(Natural language region descriptions)
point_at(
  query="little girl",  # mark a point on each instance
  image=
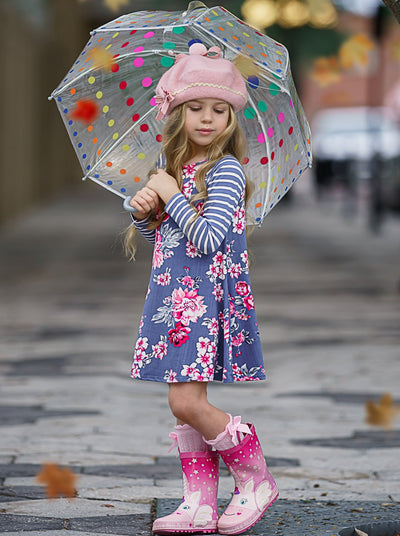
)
(199, 323)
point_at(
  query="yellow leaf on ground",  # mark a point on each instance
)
(383, 413)
(326, 70)
(60, 482)
(355, 51)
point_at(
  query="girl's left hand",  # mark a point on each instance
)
(163, 184)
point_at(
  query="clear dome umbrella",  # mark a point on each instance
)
(109, 109)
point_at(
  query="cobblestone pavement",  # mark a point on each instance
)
(327, 298)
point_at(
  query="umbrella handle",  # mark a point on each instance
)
(127, 206)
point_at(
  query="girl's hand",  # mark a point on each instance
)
(144, 202)
(163, 184)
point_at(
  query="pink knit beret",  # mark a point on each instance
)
(198, 75)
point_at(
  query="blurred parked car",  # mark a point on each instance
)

EXERCISE DESCRIPTION
Output the data above in full and exactly, with every image left out.

YOUR RESPONSE
point_at(
  query="little girl",  # mark a point on each instance
  image=
)
(199, 323)
point_at(
  query="yellow leaf on ground",  # mark a point on each instance
)
(383, 413)
(326, 70)
(60, 482)
(355, 51)
point_at(
  query="girl's left hand",  # mark a point on each instance
)
(163, 184)
point_at(
  query="clear dome umbrella",  # mark a point on each instance
)
(109, 109)
point_at(
  query="cobblestone pavement",  # mark a point on each instance
)
(327, 298)
point_at(
  query="umbrella handle",  # mark a point on each instance
)
(127, 206)
point_at(
  query="girl's hand",  # mark a point on each instance
)
(144, 202)
(163, 184)
point_at(
  query="pink knit beret",  # mark a point on each instance
)
(198, 75)
point_at(
  query="blurred parked car",  # mark a point on each instance
)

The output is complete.